| Extracted text |
........

Host Tyra Banks makes good on her plus-size pledge, but make no mistake -- thin's still in.

March 02, 2007|Ann Donahue | Special to The Times

Here's what I've learned in recent weeks about Tyra Banks: She's 5 feet 10 and 161 pounds. That's 30 pounds more than her model fighting weight. She's been teased about her gain, especially after a paparazzi shot of her on a beach showed (cover the children's ears, now) cellulite. For the most recent Sports Illustrated swimsuit issue, Banks tried to fit into a 10-year-old bikini. Fabric had to be added so she wouldn't "hang out."

The reason why I'm suddenly a Wikipedia on Banks' figure is thanks to the savvy marketing run-up to Wednesday night's premiere of the eighth psycho -- sorry, cycle -- of Banks' reality show, "America's Next Top Model." From the cover of People to her own daytime talk show, Banks has encouraged women to accept their shapes and dismiss those who would make them feel lesser for not being stick-thin. Lovely sentiments, true, but Banks runs a modeling show. Models are coat hangers for beautiful garments and are meant to weigh about as much. (The recent spate of news about models dying from anorexia and fashion shows instituting a body-mass index minimum would suggest that the industry has finally started to realize that their workhorses can be too rich and too thin, but let's face it, skinny is still the norm.) Would Banks put her money where her mouth is and pick some gals who weren't all elbows, jaws and knees among the show's 13 finalists?

Lo and behold, she came through. For the first time in the contest, two of the models in the final running are "plus-sized" -- generally wearing clothes of size 12 or 14, Sarah, the know-it-all "Model" contestant informed us. Diana, 21, is a striking college student from Garfield, N.J., and managed to pull off an Angelina Jolie "Tomb Raider" homage without looking like a tank.

Charismatic Whitney, 21 and a student at Dartmouth, posed in a spread purporting to support gay marriage, in an all-white suit -- without looking like a linebacker. This is progress, people. Milan wasn't built in a day.

........

| Entries provided |
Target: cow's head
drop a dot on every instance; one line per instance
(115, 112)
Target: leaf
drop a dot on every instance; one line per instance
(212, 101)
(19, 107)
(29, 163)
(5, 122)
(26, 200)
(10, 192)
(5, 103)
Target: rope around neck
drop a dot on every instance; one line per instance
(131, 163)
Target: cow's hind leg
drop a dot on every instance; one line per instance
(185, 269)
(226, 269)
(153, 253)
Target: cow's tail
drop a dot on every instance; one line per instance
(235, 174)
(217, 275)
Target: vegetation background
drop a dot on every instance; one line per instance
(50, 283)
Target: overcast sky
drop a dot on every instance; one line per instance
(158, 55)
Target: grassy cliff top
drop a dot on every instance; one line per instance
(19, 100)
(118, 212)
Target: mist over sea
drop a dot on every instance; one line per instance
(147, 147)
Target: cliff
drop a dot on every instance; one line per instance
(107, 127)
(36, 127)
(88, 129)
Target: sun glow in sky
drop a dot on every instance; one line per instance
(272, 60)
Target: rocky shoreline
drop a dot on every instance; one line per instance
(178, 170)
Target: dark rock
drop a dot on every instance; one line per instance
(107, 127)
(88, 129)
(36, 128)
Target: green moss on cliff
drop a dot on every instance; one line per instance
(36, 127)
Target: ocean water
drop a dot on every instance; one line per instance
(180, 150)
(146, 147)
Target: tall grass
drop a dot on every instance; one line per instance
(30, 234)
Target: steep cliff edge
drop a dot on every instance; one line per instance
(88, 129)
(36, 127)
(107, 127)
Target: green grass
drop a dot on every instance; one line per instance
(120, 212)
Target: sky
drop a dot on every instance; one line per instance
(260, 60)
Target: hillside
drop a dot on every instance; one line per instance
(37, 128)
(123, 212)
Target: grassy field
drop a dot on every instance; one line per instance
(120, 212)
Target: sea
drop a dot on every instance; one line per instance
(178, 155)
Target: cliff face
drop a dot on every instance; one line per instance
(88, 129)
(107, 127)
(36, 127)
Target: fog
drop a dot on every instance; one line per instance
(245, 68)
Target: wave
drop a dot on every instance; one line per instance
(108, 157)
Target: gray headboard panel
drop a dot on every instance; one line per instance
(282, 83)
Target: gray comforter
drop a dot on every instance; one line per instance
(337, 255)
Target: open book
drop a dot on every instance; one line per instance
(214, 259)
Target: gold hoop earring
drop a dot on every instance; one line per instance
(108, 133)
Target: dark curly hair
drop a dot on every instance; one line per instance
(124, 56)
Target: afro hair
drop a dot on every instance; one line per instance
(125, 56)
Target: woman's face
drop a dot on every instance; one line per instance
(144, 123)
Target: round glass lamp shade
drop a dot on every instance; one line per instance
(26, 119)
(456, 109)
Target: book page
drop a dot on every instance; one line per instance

........

| Exercises to complete |
**A.** In the article on Tyra Banks, could you repeat the passage that starts at the words "Lo and behold, she" and ends after the words "built in a day."?
**B.** According to the article on Tyra Banks, what town is the contestant Diana from?

| Answer set |
**A.**
Lo and behold, she came through. For the first time in the contest, two of the models in the final running are "plus-sized" -- generally wearing clothes of size 12 or 14, Sarah, the know-it-all "Model" contestant informed us. Diana, 21, is a striking college student from Garfield, N.J., and managed to pull off an Angelina Jolie "Tomb Raider" homage without looking like a tank.

Charismatic Whitney, 21 and a student at Dartmouth, posed in a spread purporting to support gay marriage, in an all-white suit -- without looking like a linebacker. This is progress, people. Milan wasn't built in a day.

**B.** Garfield, N.J.